EXERCISE —
Pick up the passage on refraction and the refractive index after its last sentence and keep writing it.

EXTRACTED TEXT —
========================

These are the key concepts you need to understand to accurately answer the question.

Refraction
When light travels from one medium to another, such as from air to water or benzene, it changes its direction. This bending of light is known as refraction. Refraction happens because the speed of light changes as it moves between different substances, due to their unique optical properties. Refraction is determined by how much the light slows down or speeds up, depending on whether it is entering a denser or less dense medium.
  • If light enters a denser medium at an angle, it bends towards the normal, which is an imaginary line perpendicular to the surface.
  • If light exits to a less dense medium, it bends away from the normal.

This bending is responsible for phenomena such as a straw appearing bent in a glass of water or a coin seeming closer when viewed from above.
Refractive Index
The refractive index, represented by the letter \( n \), is a measure of how much a substance can bend light. It's a crucial factor in optical physics as it tells us how light behaves when transitioning between materials. A higher refractive index means that light travels slower in that material.
  • The formula for calculating the refractive index is \( n = \frac{c}{v} \), where \( c \) is the speed of light in a vacuum, and \( v \) is the speed of light in the medium.

========================

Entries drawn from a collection
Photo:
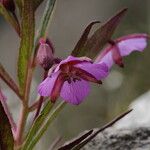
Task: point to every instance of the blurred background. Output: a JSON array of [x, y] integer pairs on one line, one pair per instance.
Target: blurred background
[[118, 91]]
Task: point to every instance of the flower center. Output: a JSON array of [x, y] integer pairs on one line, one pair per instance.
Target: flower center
[[70, 74]]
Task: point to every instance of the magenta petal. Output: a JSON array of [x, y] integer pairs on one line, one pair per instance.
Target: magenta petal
[[75, 92], [129, 45], [2, 96], [126, 45], [99, 71], [45, 88]]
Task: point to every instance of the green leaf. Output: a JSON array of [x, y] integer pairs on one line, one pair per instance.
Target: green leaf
[[83, 39], [45, 126], [27, 41], [37, 3], [9, 18], [8, 80], [6, 136], [101, 36], [37, 124]]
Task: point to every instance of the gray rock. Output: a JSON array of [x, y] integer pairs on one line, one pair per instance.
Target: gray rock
[[113, 139]]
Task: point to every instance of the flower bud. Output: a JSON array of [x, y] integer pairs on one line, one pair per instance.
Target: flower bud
[[2, 96], [8, 4], [45, 55]]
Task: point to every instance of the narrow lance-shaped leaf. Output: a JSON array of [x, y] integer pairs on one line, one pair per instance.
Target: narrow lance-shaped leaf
[[96, 42], [19, 4], [83, 39], [38, 123], [47, 123], [37, 3], [8, 80], [27, 40], [8, 17], [6, 136]]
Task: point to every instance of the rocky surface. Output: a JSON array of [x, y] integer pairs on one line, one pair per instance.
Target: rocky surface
[[113, 139]]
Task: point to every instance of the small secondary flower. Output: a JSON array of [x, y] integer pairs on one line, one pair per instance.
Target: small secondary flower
[[120, 47]]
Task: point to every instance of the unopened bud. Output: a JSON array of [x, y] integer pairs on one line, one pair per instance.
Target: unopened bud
[[2, 96], [8, 4], [45, 55]]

========================

REPLY —
  • Common examples: The refractive index of water is approximately 1.33, and for benzene, it's around 1.50. This signifies light travels slower in benzene compared to water.

Understanding refractive indices allows us to predict and explain how light will behave at the boundary between two media, which is essential for solving many optical physics problems.
Optical Physics
Optical physics is a branch of physics that studies light and its interactions with matter. It encompasses a wide range of phenomena, including reflection, refraction, diffraction, and interference. These principles can explain everyday occurrences, such as why objects appear different when viewed through different substances.
  • The study of light's interaction with materials helps in designing lenses and optical instruments like microscopes and cameras.
  • Apparent depth is a practical example where optical physics helps us perceive objects submerged in fluid layers.

Overall, optical physics applies fundamental principles to both natural phenomena and technological advancements, offering insights into both practical and theoretical aspects of how light interacts with materials.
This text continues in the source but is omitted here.